Data for review –
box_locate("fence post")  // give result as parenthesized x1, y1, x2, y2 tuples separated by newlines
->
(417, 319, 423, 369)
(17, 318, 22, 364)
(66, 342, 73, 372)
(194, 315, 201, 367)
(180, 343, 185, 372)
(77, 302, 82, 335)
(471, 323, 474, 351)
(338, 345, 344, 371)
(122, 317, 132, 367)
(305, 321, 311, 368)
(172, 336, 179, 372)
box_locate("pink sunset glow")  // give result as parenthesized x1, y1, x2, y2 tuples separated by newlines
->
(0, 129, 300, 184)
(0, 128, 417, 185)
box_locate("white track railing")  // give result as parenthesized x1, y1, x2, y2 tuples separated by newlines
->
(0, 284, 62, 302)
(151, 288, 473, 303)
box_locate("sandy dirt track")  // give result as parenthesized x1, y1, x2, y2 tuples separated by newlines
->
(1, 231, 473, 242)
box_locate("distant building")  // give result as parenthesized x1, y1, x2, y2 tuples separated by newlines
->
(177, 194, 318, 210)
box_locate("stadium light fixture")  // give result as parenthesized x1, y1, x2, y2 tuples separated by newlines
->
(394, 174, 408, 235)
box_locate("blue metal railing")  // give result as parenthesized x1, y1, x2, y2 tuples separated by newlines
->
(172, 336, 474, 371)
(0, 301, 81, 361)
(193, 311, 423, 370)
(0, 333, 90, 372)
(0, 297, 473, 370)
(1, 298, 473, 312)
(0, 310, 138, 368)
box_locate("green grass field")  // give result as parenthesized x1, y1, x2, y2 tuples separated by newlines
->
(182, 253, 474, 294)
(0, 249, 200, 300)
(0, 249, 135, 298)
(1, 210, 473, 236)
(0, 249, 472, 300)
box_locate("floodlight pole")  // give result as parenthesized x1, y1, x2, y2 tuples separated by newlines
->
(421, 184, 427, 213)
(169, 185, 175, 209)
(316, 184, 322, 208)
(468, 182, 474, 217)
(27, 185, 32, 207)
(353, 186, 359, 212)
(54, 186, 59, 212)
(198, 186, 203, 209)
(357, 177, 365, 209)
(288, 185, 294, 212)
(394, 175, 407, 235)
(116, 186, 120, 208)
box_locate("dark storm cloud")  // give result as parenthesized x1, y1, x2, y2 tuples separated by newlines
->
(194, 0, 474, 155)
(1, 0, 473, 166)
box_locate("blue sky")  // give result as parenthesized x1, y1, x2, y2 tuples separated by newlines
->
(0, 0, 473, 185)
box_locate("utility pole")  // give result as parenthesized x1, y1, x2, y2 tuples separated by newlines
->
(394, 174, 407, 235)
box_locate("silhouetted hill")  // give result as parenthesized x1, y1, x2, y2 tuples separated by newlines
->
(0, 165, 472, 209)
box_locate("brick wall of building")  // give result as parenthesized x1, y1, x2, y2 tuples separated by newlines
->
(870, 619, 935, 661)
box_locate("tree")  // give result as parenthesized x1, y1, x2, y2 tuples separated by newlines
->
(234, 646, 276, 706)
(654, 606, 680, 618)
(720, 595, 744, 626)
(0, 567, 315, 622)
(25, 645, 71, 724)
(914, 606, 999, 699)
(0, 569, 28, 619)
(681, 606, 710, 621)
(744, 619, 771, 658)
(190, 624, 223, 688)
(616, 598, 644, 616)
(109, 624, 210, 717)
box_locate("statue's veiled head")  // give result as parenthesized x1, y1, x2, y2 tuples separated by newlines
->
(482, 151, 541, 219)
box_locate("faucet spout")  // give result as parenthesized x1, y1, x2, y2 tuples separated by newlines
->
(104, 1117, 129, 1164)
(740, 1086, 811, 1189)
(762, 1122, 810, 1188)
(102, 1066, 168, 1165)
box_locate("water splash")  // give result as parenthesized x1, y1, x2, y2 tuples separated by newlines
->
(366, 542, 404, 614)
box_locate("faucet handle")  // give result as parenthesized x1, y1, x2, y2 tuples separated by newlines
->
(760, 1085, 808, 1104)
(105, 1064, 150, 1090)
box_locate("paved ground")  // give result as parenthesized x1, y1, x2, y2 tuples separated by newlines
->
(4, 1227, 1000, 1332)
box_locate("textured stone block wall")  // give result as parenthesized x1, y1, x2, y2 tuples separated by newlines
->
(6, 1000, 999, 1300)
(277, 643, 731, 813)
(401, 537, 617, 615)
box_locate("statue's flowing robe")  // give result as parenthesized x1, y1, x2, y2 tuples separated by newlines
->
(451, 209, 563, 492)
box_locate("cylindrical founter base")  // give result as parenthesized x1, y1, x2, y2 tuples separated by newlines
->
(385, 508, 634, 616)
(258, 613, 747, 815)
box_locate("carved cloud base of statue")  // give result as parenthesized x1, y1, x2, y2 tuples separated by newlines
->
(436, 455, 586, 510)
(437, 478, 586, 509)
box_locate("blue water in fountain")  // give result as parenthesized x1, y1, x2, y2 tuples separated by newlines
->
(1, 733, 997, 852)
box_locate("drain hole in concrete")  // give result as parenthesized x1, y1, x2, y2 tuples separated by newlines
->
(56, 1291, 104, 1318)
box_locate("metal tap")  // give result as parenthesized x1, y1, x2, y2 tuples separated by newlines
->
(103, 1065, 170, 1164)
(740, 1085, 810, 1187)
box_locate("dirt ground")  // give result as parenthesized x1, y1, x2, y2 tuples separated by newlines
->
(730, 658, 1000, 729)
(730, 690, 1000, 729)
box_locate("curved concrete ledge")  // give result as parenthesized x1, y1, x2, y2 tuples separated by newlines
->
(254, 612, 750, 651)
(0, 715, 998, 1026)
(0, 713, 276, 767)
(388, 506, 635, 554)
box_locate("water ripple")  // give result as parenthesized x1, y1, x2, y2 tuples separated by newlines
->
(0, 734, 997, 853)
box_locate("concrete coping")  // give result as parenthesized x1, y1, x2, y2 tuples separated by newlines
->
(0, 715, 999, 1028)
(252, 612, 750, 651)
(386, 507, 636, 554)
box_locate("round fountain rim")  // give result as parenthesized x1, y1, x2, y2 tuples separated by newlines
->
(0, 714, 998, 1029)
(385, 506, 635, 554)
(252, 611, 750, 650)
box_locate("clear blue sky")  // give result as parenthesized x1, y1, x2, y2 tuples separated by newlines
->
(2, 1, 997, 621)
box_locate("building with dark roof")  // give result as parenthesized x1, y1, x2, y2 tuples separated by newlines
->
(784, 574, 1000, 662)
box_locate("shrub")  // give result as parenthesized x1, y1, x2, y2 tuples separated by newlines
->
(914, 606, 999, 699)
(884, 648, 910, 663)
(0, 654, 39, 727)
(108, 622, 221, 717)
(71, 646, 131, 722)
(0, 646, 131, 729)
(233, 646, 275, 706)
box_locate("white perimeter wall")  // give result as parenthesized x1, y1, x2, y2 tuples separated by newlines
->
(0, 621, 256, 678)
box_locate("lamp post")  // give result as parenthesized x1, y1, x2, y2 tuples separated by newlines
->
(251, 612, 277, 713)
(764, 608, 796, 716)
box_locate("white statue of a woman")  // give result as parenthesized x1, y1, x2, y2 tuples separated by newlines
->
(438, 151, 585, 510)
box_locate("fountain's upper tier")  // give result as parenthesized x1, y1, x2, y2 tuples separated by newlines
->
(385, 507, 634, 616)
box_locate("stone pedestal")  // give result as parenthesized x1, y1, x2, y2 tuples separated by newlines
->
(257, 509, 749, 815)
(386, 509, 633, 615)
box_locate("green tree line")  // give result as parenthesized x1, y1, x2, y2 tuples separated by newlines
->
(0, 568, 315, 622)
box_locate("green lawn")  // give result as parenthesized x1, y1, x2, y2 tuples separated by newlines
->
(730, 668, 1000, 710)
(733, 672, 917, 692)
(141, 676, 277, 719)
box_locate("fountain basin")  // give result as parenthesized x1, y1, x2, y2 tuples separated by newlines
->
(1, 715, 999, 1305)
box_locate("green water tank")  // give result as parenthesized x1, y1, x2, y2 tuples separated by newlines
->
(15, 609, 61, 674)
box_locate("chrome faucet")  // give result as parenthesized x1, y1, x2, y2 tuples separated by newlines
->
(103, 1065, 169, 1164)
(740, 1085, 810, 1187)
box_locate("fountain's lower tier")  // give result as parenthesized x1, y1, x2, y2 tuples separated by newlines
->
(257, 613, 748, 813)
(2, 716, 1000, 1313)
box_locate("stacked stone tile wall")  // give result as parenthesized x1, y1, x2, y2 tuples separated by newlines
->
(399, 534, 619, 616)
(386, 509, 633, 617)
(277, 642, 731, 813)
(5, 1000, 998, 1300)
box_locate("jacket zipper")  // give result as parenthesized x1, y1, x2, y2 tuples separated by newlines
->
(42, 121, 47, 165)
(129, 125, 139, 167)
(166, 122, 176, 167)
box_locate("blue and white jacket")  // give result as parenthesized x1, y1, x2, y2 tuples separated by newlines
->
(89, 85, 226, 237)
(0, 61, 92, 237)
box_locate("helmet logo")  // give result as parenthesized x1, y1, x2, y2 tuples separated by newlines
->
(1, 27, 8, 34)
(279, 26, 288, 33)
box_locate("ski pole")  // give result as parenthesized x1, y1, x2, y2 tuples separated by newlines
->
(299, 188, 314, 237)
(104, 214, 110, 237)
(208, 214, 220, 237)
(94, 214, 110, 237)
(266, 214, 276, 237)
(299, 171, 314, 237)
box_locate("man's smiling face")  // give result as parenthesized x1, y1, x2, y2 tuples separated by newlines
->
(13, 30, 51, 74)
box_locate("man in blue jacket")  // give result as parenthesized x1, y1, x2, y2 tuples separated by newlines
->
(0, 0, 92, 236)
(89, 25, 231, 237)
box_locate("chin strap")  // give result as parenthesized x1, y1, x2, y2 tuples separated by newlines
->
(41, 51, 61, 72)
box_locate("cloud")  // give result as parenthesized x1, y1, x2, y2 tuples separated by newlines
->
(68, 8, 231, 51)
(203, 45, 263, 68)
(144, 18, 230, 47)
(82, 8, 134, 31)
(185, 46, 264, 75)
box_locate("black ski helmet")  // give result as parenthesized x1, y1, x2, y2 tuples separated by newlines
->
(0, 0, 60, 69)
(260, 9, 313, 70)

Assignment – Gather each line in the data that holds the string "track".

Written answer –
box_locate("white track railing")  // give result as parenthesized x1, y1, x2, y2 tuples separated by newlines
box_locate("sandy dirt track")  // give result as parenthesized x1, y1, x2, y2 tuples separated by newlines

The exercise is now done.